#### PASSAGE PROVIDED:

The Prayner Conservatory of Music and Dramatic Arts in Vienna licensed by the Austrian authorities founded in 1905, and has developed into one of the most well-known and historical conservatories in the city of Vienna.

This conservatory has been permanently closed since June 2020. The below is no longer valid.

Currently the conservatory offers undergraduate, graduate, and post-graduate degrees as well as offering adult education and pre-college education. Students of all levels can take voice or instrumental lessons, and have the opportunity to perform in the orchestra or choir. At the end of the study at Prayner Conservatory the students graduate an internationally recognized Austrian "Artistic Diploma" in the following by the Austrian authorities licensed fields of study: Piano, Singing, Violin, Violoncello, Viola, Double-Bass, Flute, Clarinet, Oboe, Bassoon, Trumped, Trombone, Horn, Tuba, Guitar, Harp, Accordion, Percussion Instruments as well as for Composition, Conducting, Accompanying classes, Chamber Music, Opera, and Orchestra Repertoire.

#### DATA FOR ANALYSIS:
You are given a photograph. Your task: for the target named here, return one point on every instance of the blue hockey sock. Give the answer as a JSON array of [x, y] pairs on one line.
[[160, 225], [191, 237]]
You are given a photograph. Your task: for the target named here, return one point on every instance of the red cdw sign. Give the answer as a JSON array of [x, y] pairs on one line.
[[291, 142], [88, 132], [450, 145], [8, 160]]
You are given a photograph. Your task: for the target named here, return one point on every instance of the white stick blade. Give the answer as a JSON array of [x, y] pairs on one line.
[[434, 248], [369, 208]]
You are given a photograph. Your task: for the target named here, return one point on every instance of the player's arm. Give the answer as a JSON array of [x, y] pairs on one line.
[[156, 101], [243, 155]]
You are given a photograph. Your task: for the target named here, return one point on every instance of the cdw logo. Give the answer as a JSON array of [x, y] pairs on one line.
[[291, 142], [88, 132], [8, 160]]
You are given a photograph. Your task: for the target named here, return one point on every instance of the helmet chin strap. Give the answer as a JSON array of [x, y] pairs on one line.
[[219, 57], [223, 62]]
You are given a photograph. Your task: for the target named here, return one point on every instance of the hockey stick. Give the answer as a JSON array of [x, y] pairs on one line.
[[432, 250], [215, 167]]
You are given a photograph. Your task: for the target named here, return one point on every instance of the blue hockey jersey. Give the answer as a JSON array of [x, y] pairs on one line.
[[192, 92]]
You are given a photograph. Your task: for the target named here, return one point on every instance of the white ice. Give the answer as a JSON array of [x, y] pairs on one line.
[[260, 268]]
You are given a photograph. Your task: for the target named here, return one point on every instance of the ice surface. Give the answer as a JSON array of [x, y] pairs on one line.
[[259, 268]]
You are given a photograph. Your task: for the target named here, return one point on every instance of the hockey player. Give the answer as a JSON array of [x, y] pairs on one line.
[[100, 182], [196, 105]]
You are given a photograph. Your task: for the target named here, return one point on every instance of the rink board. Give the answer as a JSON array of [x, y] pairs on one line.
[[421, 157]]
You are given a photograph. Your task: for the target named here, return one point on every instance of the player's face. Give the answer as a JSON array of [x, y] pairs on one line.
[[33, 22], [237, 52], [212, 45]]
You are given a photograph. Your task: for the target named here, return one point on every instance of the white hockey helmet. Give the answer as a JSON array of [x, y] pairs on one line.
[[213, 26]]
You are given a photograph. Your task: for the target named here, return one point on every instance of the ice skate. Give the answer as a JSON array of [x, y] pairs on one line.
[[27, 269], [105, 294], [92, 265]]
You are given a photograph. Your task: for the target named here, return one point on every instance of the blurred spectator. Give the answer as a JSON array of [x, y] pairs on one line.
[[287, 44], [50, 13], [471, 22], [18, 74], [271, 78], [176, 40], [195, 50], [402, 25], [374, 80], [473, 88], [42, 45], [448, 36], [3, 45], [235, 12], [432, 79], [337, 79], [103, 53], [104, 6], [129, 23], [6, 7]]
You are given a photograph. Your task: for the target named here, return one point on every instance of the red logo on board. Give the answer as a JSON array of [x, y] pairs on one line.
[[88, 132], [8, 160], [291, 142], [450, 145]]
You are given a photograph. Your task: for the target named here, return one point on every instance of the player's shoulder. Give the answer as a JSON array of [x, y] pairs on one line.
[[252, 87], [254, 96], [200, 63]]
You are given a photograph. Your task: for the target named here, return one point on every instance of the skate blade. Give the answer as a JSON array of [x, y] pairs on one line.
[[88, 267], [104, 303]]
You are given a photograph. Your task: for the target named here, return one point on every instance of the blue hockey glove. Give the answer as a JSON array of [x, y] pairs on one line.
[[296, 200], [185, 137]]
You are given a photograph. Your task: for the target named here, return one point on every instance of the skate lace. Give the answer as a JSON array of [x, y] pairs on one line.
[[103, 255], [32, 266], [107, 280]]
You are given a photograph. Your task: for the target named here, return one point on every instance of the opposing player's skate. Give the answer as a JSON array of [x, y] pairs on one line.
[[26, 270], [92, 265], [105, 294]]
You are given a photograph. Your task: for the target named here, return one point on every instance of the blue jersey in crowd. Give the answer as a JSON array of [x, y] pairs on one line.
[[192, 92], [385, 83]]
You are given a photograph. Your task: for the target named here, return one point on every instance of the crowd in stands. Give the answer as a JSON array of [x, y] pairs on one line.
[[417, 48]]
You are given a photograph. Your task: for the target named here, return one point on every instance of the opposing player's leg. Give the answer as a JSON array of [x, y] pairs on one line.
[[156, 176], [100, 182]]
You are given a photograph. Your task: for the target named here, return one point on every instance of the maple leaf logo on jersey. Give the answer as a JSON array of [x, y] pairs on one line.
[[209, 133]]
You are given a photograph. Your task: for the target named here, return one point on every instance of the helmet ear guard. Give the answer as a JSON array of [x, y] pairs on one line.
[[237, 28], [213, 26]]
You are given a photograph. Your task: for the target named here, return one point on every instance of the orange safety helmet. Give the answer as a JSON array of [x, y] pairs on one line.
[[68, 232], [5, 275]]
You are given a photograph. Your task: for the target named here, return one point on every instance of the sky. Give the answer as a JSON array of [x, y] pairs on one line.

#### TASKS TO CARRY OUT:
**A)** Answer these from the passage about the Prayner Conservatory, one answer per line, marked the same way:
(i) In what year was the conservatory founded?
(ii) Since when has it been permanently closed?
(iii) What diploma do students receive when they graduate?
**B)** Continue the passage about the Prayner Conservatory from where it stops.

#### ANSWERS FOR EACH ITEM:
**A)**
(i) 1905
(ii) June 2020
(iii) An internationally recognized Austrian "Artistic Diploma"

**B)**
Conservatory's Center location includes two existing buildings on A-1040 Mühlgasse 28-30 and A-1060 Mariahilferstrasse 51 - with its historically significant facades and relatively sound structure.

The Prayner Conservatory has more than a hundred teachers including Maksimiljan Cencic, Galina Mauracher (Gal Rasché), Dr. Massimo Stefanizzi, Dr. Giorgi Latso, Mag. Josef Stolz, Valbona Naku, Filimon Ginalis, Barbara Górzyńska, Alexandra Karastoyanova-Hermentin, Karin Reda, Ulf-Dieter Soyka, Gerald Smrzek, Victoria Loukianetz and Franz Zettl.